[Extracted records]

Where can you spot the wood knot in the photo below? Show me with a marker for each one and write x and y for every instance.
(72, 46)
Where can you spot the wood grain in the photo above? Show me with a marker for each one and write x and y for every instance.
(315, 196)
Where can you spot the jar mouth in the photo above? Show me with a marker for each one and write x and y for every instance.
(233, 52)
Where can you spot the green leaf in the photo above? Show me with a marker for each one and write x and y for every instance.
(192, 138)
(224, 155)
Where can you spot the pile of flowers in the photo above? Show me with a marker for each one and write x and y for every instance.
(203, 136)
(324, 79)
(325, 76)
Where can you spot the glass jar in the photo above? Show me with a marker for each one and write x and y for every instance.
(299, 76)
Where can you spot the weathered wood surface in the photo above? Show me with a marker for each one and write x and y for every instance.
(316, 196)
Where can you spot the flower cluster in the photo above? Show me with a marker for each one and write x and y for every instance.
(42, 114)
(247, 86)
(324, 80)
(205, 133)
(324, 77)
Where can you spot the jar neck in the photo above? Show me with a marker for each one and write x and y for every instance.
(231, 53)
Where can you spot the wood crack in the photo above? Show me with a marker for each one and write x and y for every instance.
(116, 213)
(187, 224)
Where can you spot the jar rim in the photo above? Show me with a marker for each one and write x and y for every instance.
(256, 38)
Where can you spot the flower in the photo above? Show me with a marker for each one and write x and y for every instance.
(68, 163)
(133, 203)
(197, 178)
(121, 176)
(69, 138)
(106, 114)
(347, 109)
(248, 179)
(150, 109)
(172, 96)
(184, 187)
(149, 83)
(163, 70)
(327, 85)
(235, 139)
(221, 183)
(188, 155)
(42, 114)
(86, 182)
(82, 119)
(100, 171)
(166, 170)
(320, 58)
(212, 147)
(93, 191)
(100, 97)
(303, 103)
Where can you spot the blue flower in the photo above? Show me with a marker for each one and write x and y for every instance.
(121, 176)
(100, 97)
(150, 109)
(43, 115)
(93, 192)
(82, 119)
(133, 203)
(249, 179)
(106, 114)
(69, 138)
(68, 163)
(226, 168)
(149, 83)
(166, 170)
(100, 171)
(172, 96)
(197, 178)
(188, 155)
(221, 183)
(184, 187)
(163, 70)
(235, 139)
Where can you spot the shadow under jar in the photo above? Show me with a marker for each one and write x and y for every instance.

§ **Aim of the task**: Reproduce the entries so that each line reads exactly as it did before.

§ **Answer section**:
Where can you spot the wood knot in the photo below? Show me with a marker for each one and write x and y for every instance.
(72, 46)
Where can you spot the wood grain in the photo above? Show me with a marker for each one and write x and y for every instance.
(315, 196)
Where can you spot the jar mouth in the photo above? Show me with a marker for each one and write x and y for every instance.
(233, 52)
Where can you spot the green leaf in the photo above? Show me with a marker for each one and write x and y for every instance.
(192, 138)
(224, 155)
Where can you spot the pile of flowers in the photo above? Show me with a marker for each one and write x and y for every instance.
(203, 136)
(324, 79)
(325, 76)
Where can you spot the glass jar in the photo above? Show me with a marker for each one and write x and y for every instance.
(299, 76)
Where can you spot the weathered wood surface in the photo above? Show me with a marker for each one and write x and y for every instance.
(316, 196)
Where can you spot the flower cluster in the photo above? Show me with a marker for each one and write x and y for every instance.
(42, 114)
(247, 86)
(324, 80)
(205, 133)
(324, 77)
Where can you spot the jar neck in the photo above? Show me with a marker for each one and write x and y for every instance.
(231, 53)
Where can you spot the wood crack in the photo above? Show me with a marker for each one and write x and y for every instance.
(116, 213)
(187, 224)
Where can you spot the jar rim in the photo above? Show me with a marker for each one and write x and y for every instance.
(256, 38)
Where can you spot the flower in the photo above? Show me with a marker for each one and write x and y for every instance.
(68, 163)
(133, 203)
(197, 178)
(121, 176)
(69, 138)
(106, 114)
(347, 109)
(248, 179)
(150, 109)
(172, 96)
(184, 187)
(149, 83)
(163, 70)
(327, 85)
(235, 139)
(221, 183)
(188, 155)
(42, 114)
(86, 182)
(82, 119)
(100, 171)
(166, 170)
(320, 58)
(212, 147)
(93, 191)
(100, 97)
(303, 103)
Where can you spot the blue flower in the photo above? Show me with a marker for each one and write x and y for every instance.
(121, 176)
(100, 97)
(150, 109)
(43, 115)
(93, 192)
(82, 119)
(133, 203)
(249, 179)
(106, 114)
(69, 138)
(68, 163)
(226, 168)
(149, 83)
(166, 170)
(100, 171)
(172, 96)
(197, 178)
(188, 155)
(221, 183)
(184, 187)
(163, 70)
(235, 139)
Where can you spot the shadow under jar in the photo above? Show me with a marker for each one and write x and y for every instance.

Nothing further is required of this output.